| Data records |
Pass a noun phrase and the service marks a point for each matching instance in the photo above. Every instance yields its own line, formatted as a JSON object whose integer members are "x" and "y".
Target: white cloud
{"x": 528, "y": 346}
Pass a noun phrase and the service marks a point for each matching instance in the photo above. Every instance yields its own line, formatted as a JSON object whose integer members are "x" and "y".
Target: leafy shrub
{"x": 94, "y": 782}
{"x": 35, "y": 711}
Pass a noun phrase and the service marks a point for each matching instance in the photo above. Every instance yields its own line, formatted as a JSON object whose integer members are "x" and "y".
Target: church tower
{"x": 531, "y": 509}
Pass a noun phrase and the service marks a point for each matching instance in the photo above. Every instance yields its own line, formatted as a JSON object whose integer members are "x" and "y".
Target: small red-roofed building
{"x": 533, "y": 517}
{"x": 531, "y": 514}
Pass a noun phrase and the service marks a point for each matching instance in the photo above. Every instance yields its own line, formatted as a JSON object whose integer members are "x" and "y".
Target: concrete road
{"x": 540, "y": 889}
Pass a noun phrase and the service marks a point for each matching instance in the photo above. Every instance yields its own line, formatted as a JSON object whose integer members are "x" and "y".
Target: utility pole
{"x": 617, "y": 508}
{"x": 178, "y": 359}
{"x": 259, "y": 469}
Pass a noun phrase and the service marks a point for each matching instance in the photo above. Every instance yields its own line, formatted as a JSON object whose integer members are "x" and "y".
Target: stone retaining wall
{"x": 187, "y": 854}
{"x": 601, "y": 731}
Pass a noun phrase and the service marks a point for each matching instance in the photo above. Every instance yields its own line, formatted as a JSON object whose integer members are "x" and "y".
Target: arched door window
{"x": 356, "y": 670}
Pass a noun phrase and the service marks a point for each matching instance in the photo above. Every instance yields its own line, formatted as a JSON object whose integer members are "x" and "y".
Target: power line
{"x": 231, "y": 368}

| Required action |
The full listing should be restated word for word.

| Completed exercise |
Pass a noun phrase and the service marks a point for each matching instance in the photo above. Every instance yields its own line, formatted as a JSON object whose integer members are "x" and "y".
Target: white cloud
{"x": 528, "y": 346}
Pass a noun phrase and the service marks a point for each matching instance in the photo above. Every instance yields its own line, formatted as a JSON object whose integer members are "x" and "y".
Target: leafy shrub
{"x": 94, "y": 782}
{"x": 35, "y": 711}
Pass a noun phrase and the service marks a point for each matching instance in the photo above. Every instance yields its own line, formatted as a JSON object whose integer members are "x" and "y".
Target: church tower
{"x": 531, "y": 509}
Pass a noun phrase and the service marks a point for each matching instance in the photo above. Every instance yields its own line, formatted as a JSON object whose integer members are "x" and "y".
Target: small red-roofed building
{"x": 533, "y": 517}
{"x": 531, "y": 514}
Pass a noun phrase and the service marks a point for each matching instance in the photo above. Every instance yields its own line, formatted as a JSON object whose integer members are "x" and "y".
Target: concrete road
{"x": 540, "y": 889}
Pass a noun phrase and the service marks a point for each matching instance in the photo above. Every instance yields its own line, formatted as a JSON object whose integer members are "x" and "y".
Target: utility pole
{"x": 617, "y": 508}
{"x": 178, "y": 359}
{"x": 259, "y": 469}
Pass a noun phrase and the service marks a point for each matching instance in the photo above. Every instance yields its own line, formatted as a JSON object whose integer members are "x" and "y".
Target: stone retaining wall
{"x": 187, "y": 854}
{"x": 601, "y": 731}
Pass a noun phrase and the service marks a point for each matching instance in the photo above. Every instance yields its own line, formatted as a JSON object whose integer members are "x" and "y".
Target: arched door window
{"x": 356, "y": 670}
Pass a noun phrase and the service marks a point for each matching instance in the photo above. Every instance yields its own line, formatted as a JSON object whose integer members are "x" and "y".
Target: power line
{"x": 231, "y": 368}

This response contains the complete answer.